WORK REQUIRED: Return every line of the data below that contains the string "here". Matching is case-sensitive.

SUPPLIED INFORMATION:
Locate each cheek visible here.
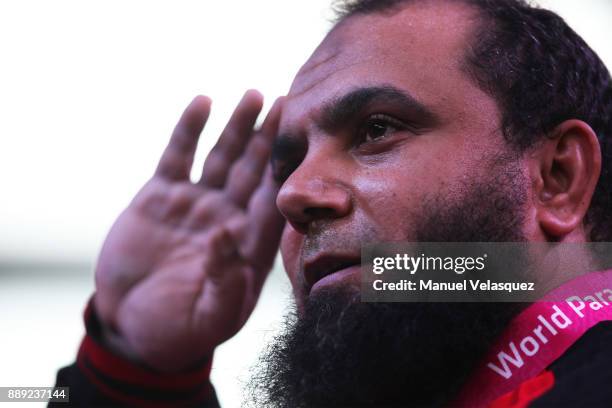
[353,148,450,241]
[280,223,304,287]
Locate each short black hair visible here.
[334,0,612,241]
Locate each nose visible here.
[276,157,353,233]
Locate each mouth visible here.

---

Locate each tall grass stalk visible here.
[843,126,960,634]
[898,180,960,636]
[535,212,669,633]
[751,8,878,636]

REPLY TO THE TASK:
Locate each cheek visible here.
Locate each short black hair visible here.
Locate each nose visible here.
Locate each mouth visible here.
Locate each tall grass stalk visible here.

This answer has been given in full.